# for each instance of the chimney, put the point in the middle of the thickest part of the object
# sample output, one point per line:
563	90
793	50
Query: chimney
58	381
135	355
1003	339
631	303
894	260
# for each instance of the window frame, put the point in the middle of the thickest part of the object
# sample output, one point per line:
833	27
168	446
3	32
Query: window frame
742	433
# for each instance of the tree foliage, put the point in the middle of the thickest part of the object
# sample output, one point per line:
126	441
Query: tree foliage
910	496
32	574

****************************************

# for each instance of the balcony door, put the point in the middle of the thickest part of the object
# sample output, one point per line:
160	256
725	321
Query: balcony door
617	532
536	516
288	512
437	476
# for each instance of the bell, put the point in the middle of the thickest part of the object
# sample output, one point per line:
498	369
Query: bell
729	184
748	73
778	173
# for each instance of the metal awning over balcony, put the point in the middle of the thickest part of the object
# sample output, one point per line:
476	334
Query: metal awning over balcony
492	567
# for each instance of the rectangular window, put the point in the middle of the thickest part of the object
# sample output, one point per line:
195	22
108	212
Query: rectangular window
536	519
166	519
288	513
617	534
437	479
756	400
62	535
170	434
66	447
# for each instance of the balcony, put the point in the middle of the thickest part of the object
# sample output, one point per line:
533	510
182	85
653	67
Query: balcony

****************************************

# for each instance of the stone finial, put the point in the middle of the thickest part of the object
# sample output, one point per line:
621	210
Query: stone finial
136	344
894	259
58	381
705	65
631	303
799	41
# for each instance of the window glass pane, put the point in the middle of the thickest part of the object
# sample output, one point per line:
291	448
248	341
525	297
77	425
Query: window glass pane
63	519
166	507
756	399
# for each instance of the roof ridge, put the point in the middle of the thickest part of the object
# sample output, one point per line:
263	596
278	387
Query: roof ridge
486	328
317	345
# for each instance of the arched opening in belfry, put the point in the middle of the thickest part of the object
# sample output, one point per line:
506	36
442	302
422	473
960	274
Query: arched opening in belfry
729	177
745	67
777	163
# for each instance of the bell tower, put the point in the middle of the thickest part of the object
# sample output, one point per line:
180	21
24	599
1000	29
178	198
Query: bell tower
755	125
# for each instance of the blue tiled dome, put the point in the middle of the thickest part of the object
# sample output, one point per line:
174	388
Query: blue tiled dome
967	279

****************************************

[WHAT IS REQUIRED]: Pick out each line in the records above that contains the string "roof" and copy it out; case counts.

[CORRECT RESPONSE]:
# for each instance of the roof ridge, put the point in the middle of the thickest part of the object
Query: roof ridge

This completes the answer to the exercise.